By transporting products from several farms to one large customer at once, the carbon footprint of the farms involved is decreased and the customer can enjoy the same efficiency of service as they get from their larger suppliers.
Although NABC offers several fee-based business planning services they do receive grant money at the state and federal level that helps reduce the risk and the cost to the farmers in their food hub network. A part of their food hub infrastructure is streamlined accounting technology.
“We are also providing an online sales transaction which makes it really, really easy for the farms to promote their product, set their own pricing, minimum requirements, put a picture up, talk about their farm, how they grow their food, what their methods are for certification,” explains Norris. “Customers (businesses) can go online, log in and they can order from as many farms as they want. They pay online: one purchase order and a credit card. They get one invoice instead of having to write up multiple vendor agreements.”
A three percent margin on credit card transactions is the only real cost to the farmer that utilizes the food hub program. This makes the program accessible to a large number of farmers regardless of the number of acres they work (and in Washington State that ranges from a few hundred to just a few acres). NABC has begun offering sponsorship opportunities to area businesses to help increase their funding.
If you speak to any independent grower they’ll tell you the importance of staying educated and up to date on sustainable agriculture practices and the latest in agriculture politics. NABC provides regional farmers with a full schedule of workshops and classes that lead to certification in farming techniques and small business planning. Their curriculum works in tandem with an agriculture business planning course offered by Washington State University. WSU also offers information on farm succession planning which is key to the state’s continued farming success. The idea is to educate farmers so they can better help their farms and inevitably sell their products.
In addition to helping farmers find their clients and providing educational opportunities, NABC has a large subscription based network that keeps farmers in the proverbial local business loop and promotes their farm and products. NABC tries to keep its members informed of the latest happenings at both the state and federal level in regards to food and agriculture. There are approximately 10,000 small farms in the NABC’s catchment area and currently 200 farms subscribe to the network. NABC continues to grow, reaching more and more farmers annually.

**Required work**.
a) In the NABC passage, Norris lists what the online sales transaction makes easy for farms. Give each comma-separated item of that list.
b) Transcribe the part of the NABC passage that opens with the words containing "A three percent" and closes with "increase their funding.".
The data placed after the NABC passage are separate material and do not belong to it.

**Data shown**.

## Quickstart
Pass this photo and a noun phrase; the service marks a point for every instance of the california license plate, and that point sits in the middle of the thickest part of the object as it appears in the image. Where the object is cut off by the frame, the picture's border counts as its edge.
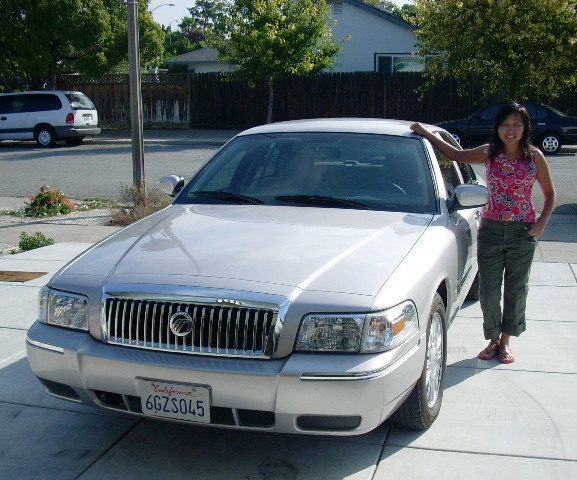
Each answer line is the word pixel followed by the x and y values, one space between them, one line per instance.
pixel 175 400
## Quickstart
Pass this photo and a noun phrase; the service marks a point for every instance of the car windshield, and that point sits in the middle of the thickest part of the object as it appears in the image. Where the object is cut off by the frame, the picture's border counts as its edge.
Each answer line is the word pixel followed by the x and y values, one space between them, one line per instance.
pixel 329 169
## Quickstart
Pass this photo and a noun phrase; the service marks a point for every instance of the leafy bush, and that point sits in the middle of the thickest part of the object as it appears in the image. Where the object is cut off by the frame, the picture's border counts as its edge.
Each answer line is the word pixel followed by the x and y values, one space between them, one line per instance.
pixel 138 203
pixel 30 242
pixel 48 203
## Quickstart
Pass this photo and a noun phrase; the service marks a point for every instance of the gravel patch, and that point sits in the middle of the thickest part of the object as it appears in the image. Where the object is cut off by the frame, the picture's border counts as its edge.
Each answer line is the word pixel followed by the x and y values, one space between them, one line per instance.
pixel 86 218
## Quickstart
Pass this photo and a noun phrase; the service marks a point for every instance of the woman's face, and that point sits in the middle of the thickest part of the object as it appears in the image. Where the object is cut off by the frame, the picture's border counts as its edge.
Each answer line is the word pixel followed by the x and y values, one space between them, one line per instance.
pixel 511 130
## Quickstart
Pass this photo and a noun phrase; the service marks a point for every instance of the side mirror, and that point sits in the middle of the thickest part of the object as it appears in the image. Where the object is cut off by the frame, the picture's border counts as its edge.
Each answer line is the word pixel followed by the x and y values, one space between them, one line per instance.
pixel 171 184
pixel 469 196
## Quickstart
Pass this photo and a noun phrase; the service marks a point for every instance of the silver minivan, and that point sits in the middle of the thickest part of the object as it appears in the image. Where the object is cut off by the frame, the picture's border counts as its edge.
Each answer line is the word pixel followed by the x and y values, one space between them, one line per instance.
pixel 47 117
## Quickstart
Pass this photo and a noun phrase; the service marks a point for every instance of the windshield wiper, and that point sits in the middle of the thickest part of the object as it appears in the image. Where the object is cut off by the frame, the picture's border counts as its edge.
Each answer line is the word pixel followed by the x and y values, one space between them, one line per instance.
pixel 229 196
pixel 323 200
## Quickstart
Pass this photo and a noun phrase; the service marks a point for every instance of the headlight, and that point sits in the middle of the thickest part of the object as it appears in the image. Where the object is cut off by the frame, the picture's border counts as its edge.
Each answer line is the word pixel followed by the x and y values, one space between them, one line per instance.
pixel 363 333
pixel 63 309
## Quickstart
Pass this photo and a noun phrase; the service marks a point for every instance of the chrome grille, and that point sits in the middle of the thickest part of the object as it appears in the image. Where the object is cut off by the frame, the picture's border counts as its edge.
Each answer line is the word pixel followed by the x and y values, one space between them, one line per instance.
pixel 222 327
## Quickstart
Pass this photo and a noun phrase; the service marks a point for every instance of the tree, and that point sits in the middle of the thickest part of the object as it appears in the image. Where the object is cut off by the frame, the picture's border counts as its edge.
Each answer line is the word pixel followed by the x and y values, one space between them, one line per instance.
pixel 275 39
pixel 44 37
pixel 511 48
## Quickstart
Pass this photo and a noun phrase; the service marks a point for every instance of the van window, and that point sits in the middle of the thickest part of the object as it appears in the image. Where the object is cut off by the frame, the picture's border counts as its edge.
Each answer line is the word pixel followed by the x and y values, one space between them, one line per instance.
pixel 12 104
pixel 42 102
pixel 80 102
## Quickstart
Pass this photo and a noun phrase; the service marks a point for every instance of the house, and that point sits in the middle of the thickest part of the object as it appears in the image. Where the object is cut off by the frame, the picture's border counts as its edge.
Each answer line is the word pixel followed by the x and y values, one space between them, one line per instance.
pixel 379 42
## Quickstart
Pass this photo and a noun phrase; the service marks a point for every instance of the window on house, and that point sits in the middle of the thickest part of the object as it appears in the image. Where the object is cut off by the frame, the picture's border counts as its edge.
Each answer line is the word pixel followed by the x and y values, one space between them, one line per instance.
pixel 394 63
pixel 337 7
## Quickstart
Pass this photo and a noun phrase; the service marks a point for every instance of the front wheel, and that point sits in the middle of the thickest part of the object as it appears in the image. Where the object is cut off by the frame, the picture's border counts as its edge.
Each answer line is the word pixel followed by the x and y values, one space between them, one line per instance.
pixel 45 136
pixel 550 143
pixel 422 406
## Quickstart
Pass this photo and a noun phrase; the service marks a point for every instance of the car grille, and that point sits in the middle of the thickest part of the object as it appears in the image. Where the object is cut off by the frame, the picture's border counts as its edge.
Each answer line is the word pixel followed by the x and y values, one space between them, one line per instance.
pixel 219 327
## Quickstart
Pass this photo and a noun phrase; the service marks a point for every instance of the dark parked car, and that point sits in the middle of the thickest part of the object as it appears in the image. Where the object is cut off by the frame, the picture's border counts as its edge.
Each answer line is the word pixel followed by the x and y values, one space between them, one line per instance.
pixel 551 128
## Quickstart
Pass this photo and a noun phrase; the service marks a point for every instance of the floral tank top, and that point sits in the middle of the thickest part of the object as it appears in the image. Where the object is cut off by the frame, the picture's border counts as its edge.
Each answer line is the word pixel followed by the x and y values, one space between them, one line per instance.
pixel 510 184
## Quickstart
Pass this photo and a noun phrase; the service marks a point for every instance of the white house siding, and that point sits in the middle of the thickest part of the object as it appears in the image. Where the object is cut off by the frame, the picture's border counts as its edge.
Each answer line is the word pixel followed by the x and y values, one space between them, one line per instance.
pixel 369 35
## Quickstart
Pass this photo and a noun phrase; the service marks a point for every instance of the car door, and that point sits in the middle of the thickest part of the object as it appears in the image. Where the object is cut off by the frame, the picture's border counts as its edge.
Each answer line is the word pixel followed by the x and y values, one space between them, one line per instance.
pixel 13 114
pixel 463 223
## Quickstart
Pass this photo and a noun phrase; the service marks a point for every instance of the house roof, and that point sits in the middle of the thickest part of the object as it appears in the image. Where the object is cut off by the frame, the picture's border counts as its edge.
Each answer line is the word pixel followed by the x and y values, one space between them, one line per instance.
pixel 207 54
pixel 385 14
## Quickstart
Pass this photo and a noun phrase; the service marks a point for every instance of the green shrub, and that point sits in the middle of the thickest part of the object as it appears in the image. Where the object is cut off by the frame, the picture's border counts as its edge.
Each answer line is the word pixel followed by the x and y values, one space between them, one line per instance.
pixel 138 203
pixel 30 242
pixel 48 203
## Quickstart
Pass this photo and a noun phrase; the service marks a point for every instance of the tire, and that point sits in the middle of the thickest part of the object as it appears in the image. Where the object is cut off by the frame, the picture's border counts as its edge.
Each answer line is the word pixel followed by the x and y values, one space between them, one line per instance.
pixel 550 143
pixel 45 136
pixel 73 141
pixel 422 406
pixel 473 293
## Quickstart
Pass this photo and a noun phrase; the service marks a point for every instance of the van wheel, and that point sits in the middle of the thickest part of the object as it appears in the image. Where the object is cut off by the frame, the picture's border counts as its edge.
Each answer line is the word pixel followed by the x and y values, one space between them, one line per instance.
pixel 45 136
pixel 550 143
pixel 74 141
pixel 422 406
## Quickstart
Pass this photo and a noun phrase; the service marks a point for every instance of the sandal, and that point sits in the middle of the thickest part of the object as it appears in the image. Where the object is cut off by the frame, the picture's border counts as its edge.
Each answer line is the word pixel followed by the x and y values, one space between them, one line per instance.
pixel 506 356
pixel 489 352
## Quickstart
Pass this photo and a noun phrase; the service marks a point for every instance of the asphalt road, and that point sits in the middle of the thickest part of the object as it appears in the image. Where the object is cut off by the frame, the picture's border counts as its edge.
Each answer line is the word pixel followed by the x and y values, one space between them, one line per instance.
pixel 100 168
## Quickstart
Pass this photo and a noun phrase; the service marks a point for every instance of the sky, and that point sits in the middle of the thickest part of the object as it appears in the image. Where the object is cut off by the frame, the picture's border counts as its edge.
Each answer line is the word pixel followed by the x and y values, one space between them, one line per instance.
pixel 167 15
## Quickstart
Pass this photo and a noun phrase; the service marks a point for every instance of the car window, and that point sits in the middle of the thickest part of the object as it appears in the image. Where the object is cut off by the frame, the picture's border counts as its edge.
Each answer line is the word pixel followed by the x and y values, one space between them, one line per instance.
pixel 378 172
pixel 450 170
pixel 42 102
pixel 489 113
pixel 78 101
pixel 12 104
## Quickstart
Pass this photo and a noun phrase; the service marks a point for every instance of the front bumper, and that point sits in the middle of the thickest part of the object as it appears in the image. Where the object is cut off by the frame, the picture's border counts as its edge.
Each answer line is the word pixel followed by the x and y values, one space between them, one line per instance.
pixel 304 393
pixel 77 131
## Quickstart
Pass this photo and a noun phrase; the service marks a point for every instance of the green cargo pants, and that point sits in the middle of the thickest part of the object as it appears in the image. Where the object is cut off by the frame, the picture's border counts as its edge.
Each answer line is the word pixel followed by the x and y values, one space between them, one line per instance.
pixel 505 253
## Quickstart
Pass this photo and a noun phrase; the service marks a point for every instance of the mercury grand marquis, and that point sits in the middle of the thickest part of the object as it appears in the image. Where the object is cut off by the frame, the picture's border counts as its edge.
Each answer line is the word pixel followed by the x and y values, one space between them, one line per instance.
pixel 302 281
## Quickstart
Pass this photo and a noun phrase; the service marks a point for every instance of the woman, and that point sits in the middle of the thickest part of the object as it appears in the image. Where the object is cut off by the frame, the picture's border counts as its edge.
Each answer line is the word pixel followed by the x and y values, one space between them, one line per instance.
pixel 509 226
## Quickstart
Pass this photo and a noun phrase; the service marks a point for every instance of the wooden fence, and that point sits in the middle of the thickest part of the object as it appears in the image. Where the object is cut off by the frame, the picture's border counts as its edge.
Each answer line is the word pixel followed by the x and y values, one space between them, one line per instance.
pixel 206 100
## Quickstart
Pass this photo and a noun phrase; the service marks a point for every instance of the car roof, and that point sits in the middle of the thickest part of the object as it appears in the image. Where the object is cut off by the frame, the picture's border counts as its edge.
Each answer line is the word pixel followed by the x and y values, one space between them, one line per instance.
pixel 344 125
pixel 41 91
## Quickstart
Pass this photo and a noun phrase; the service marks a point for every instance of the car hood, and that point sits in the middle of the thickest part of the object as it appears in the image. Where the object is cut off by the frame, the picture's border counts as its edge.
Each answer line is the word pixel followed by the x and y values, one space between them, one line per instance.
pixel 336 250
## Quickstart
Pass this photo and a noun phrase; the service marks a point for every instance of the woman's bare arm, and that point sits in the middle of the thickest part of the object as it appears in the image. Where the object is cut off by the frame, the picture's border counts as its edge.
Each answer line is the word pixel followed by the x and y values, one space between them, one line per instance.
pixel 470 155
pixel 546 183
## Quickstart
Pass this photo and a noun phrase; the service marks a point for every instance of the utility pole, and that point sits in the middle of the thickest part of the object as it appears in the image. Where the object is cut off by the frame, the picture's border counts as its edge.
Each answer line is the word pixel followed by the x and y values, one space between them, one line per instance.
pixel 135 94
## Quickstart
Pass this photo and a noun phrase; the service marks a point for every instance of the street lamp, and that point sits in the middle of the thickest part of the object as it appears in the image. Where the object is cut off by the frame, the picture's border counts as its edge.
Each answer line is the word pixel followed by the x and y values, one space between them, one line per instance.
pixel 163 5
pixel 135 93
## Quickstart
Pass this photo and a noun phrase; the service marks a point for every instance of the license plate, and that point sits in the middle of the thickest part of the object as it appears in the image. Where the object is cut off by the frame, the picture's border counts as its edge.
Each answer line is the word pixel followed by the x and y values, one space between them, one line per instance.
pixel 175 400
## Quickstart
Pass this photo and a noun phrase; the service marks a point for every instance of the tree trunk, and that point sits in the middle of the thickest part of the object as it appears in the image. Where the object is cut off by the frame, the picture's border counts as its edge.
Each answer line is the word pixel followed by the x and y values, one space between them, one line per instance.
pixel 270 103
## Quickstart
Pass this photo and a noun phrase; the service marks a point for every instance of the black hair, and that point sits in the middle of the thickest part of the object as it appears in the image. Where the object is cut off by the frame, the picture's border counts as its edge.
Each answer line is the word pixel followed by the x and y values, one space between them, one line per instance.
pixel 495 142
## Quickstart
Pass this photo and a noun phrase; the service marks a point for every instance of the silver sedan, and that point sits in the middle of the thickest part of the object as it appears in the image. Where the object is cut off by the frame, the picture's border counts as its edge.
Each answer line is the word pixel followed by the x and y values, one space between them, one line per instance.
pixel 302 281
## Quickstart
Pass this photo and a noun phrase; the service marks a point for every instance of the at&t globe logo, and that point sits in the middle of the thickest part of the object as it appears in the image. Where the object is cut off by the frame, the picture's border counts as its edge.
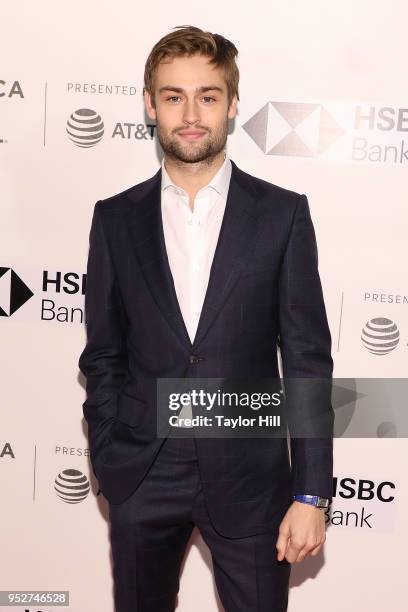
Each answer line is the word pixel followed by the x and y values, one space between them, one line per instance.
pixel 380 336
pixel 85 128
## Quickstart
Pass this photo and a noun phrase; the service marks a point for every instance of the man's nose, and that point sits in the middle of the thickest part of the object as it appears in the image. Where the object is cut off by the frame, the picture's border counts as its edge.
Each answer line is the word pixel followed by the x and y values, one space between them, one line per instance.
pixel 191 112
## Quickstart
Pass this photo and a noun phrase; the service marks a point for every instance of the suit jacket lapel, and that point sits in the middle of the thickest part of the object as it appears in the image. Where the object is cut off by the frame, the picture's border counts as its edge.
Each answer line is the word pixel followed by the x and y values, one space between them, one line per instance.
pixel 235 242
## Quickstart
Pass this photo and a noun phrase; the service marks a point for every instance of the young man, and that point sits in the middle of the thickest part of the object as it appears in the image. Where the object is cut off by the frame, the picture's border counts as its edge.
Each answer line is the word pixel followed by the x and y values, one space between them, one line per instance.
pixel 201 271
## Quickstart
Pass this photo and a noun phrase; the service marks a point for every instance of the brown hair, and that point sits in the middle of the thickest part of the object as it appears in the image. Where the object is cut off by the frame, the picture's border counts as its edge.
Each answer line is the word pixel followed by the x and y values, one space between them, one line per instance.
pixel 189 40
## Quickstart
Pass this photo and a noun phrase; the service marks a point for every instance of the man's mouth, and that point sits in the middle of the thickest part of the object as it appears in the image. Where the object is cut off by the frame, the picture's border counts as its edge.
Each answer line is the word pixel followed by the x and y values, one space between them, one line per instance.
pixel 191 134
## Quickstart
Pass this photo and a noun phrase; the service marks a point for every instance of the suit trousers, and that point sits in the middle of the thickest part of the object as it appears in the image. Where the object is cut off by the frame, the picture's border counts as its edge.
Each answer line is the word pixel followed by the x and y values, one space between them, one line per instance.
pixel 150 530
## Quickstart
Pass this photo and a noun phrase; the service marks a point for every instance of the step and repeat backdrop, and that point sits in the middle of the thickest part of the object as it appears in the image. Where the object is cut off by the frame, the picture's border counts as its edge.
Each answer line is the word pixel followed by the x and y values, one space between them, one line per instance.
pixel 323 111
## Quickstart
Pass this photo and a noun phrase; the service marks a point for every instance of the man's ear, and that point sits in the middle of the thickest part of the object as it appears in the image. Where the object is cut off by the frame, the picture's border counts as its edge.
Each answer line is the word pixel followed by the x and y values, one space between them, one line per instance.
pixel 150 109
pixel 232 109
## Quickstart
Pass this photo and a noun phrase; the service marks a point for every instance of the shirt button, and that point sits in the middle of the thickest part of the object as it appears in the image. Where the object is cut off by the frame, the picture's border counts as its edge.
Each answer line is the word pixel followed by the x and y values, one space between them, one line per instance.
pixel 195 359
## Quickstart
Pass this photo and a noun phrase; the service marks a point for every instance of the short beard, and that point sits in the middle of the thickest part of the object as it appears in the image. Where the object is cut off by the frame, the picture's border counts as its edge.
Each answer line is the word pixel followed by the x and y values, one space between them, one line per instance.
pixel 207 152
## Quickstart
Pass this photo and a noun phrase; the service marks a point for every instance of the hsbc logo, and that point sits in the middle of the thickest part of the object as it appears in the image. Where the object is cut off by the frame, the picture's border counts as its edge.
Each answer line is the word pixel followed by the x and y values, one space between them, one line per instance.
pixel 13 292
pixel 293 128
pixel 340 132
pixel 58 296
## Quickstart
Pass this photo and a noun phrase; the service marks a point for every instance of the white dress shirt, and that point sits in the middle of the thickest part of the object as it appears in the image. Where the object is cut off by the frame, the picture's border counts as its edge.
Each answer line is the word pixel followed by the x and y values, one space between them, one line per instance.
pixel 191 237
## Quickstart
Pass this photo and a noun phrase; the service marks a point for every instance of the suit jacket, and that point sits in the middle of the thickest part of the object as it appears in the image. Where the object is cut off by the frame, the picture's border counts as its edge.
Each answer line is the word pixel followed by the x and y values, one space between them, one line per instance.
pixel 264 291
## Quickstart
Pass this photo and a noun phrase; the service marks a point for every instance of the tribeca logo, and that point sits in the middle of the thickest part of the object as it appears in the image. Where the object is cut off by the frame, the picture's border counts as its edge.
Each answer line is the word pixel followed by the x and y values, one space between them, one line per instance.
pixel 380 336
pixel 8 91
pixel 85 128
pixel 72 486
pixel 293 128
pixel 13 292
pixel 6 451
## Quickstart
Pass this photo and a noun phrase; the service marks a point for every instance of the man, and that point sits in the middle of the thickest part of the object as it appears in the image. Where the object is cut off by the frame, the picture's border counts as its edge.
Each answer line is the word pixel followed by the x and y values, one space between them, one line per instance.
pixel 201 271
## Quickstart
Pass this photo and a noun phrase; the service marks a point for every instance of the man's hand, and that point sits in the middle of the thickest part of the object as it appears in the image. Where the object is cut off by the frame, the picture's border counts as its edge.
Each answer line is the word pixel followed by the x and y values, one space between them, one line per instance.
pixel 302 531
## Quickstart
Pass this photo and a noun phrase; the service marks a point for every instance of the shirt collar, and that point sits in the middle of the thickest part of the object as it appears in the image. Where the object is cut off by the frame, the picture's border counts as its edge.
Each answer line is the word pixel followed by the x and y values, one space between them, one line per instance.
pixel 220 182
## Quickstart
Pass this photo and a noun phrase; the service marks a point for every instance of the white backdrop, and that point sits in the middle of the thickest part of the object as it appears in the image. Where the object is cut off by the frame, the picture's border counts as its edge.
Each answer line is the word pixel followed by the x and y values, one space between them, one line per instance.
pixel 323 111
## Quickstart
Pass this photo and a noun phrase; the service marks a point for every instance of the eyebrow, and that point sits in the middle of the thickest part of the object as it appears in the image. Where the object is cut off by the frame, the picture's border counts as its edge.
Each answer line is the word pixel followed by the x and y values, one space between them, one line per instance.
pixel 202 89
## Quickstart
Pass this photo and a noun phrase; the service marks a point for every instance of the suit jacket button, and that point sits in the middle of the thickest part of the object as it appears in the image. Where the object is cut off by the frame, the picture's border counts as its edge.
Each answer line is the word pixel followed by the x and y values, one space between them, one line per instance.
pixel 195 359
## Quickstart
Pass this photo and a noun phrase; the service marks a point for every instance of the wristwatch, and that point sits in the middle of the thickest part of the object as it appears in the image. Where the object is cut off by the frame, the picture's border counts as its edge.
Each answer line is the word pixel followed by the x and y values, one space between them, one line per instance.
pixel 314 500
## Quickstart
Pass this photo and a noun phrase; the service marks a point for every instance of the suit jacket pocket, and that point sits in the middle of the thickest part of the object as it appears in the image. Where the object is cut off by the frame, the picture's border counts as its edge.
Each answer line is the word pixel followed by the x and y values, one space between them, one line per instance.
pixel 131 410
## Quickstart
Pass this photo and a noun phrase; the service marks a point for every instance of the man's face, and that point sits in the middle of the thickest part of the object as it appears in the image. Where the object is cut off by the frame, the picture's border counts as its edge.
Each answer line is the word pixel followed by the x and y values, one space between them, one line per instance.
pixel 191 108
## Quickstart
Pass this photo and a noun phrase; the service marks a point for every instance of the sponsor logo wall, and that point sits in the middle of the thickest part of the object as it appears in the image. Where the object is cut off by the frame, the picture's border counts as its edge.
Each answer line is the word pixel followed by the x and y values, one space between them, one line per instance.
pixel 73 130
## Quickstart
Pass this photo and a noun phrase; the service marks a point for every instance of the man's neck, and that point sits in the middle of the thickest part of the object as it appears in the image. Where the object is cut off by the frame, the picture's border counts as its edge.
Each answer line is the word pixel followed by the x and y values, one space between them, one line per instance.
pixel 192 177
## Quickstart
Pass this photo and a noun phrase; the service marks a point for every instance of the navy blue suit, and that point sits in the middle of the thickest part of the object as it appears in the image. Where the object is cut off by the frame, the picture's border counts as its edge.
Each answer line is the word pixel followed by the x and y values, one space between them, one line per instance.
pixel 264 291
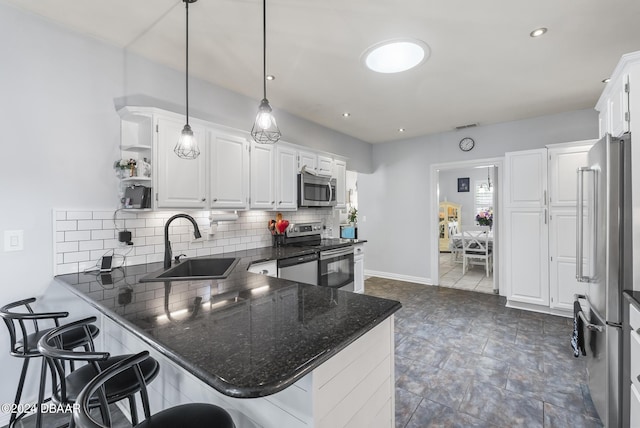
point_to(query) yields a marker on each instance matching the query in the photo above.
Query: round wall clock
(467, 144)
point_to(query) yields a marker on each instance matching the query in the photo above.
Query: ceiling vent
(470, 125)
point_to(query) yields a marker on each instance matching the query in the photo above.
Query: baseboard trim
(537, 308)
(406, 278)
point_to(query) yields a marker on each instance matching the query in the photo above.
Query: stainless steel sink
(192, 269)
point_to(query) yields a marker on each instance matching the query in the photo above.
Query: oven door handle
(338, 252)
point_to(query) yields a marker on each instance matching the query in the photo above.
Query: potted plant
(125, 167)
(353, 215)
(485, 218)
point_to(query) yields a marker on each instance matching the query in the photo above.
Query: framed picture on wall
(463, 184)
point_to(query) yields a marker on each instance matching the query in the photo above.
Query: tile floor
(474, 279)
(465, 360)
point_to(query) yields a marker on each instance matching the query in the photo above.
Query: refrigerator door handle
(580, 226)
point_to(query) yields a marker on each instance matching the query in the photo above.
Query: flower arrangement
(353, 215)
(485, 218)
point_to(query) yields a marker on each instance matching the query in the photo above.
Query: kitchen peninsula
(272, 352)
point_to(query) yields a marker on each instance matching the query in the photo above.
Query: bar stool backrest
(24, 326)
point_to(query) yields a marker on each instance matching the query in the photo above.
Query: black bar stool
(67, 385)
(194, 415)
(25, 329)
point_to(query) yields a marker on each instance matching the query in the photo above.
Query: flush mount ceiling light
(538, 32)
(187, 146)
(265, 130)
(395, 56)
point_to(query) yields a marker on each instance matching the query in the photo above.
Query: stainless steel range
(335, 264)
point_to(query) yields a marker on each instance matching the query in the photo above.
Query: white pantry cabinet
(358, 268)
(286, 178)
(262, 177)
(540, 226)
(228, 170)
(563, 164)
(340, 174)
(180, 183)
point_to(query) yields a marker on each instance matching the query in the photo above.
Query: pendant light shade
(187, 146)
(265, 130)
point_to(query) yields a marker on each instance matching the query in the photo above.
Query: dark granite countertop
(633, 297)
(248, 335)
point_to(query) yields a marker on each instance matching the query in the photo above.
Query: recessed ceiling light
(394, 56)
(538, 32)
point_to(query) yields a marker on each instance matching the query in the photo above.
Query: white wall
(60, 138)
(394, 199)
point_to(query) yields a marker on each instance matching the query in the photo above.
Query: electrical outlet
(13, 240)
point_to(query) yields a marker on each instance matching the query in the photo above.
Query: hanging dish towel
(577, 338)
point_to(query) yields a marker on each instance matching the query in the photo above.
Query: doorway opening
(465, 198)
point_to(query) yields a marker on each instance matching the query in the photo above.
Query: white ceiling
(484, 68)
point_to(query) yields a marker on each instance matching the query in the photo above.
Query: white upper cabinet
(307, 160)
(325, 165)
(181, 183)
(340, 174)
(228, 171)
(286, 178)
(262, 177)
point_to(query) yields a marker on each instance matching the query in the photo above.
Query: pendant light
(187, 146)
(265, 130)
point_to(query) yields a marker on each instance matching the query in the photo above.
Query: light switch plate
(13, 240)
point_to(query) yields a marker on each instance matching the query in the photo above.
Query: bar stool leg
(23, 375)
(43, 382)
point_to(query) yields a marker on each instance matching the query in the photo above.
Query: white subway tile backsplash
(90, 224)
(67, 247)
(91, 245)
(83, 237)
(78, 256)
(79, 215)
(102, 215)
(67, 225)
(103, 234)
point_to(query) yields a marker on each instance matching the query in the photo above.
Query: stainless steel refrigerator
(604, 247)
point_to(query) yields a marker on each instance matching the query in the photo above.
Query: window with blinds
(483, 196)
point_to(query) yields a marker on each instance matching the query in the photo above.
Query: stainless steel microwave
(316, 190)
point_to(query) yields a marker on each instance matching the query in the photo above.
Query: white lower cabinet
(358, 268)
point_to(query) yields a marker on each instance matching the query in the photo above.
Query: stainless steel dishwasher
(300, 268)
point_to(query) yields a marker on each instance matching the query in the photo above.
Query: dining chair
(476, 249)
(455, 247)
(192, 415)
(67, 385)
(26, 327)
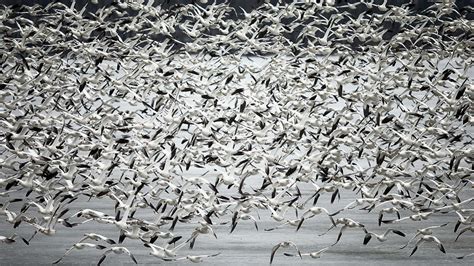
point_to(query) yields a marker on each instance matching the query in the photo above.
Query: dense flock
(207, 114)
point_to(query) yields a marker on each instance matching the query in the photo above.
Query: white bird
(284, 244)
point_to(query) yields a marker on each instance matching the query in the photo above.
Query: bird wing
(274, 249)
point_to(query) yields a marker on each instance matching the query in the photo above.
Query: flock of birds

**Exercise solutions**.
a)
- promote their product
- set their own pricing
- minimum requirements
- put a picture up
- talk about their farm
- how they grow their food
- what their methods are for certification

b)
A three percent margin on credit card transactions is the only real cost to the farmer that utilizes the food hub program. This makes the program accessible to a large number of farmers regardless of the number of acres they work (and in Washington State that ranges from a few hundred to just a few acres). NABC has begun offering sponsorship opportunities to area businesses to help increase their funding.